EXCERPT TO READ:
>>>
Though the title gives away the issue, its more complex than that when you are in the mist of the issue you are trying to fix, so this is something I call the "ohhh nooo" second, you know something is wrong but at the time you have that feeling you are not sure how wrong stuff is.....
Hybrid Exchange?
If you have local Exchange and Exchange Online and you require both of these environments, you have what is called a Hybrid setup, which means if you have local mailboxes on Exchange they use the Hybrid to send mail to EXO and then in EXO mails designated for Local Exchange will use the Hybrid connection to be sent locally to Exchange.
Hybrid DNS and TCP Ports?
This is usually routed via a DNS name that is secured with a certificate that identifies that Hybrid connection, which for the majority required TCP:25 and TCP:587, which TCP:587 is more the native secure port, you can also secure TCP:25 with a certificate using STARTTLS, so when the certificate has expired it can be a little shock......
Exchange Queue Checking
This is the check I do for queuing mails in Exchange, the command queries all the Mailbox servers (the one with queues) and then retrieves all the queues that have a message account above 10 from all the mailbox servers....
Get-MailboxServer | Get-Queue -Filter "MessageCount -gt 10"
This usually returns a line feed like this, which is good, nothing in the queue.....
[PS] C:\Windows\system32>Get-MailboxServer | Get-Queue -Filter "MessageCount -gt 10" [PS] C:\Windows\system32>
The ohhh-no Feeling
When you run the command above and what you see is not normal at all, you get that sinking feeling that something has gone very wrong somewhere.....
<<<
PROBLEMS:
(1) Answer these questions on the Exchange hybrid post:
(a) Which two TCP ports does the Hybrid connection require for the majority?
(b) The queue check retrieves queues whose message count is above what number?
(c) What does the author call the second when you know something is wrong?
(2) Print the Exchange hybrid post word for word, from "Hybrid DNS and" up to and including "the mailbox servers....".

[Location identification items]
>>>
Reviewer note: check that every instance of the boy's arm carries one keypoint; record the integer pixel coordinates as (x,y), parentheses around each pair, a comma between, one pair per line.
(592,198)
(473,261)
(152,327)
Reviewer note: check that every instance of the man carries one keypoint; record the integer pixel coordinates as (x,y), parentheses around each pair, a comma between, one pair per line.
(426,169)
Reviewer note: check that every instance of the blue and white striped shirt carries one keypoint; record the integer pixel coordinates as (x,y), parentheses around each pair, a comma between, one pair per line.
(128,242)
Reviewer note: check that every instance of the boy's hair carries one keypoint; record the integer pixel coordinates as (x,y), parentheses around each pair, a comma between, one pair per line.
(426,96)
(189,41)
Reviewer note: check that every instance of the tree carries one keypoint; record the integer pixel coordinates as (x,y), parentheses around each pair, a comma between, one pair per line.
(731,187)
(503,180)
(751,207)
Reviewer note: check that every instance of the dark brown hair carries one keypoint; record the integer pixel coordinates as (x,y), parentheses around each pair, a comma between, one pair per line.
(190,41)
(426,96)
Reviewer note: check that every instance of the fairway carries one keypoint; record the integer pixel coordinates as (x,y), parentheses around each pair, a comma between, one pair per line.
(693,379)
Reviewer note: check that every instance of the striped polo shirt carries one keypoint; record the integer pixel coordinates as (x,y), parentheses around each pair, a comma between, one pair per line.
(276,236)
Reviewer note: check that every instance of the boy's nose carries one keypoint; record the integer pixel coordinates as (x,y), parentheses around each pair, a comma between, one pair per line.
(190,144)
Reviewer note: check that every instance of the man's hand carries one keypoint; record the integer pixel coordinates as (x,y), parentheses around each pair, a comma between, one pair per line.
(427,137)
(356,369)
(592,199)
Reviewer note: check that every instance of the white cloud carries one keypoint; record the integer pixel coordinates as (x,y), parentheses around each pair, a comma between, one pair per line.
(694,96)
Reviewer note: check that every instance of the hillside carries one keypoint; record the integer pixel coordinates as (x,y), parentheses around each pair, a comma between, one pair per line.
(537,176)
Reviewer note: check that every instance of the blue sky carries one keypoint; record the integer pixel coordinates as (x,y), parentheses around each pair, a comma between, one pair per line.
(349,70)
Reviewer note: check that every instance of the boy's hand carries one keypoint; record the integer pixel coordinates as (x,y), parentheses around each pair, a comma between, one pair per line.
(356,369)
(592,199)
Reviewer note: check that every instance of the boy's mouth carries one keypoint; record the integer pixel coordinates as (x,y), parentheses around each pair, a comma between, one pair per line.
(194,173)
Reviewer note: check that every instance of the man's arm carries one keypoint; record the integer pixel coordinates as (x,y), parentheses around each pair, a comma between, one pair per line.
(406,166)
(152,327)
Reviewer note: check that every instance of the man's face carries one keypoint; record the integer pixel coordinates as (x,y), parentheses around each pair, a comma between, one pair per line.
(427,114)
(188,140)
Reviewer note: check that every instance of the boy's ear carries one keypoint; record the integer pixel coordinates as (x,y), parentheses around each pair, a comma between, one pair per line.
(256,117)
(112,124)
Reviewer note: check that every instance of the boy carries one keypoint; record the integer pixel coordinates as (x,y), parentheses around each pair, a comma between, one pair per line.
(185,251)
<<<
SOLUTIONS PER TASK:
(1)
(a) TCP:25 and TCP:587
(b) 10
(c) The "ohhh nooo" second

(2)
Hybrid DNS and TCP Ports?
This is usually routed via a DNS name that is secured with a certificate that identifies that Hybrid connection, which for the majority required TCP:25 and TCP:587, which TCP:587 is more the native secure port, you can also secure TCP:25 with a certificate using STARTTLS, so when the certificate has expired it can be a little shock......
Exchange Queue Checking
This is the check I do for queuing mails in Exchange, the command queries all the Mailbox servers (the one with queues) and then retrieves all the queues that have a message account above 10 from all the mailbox servers....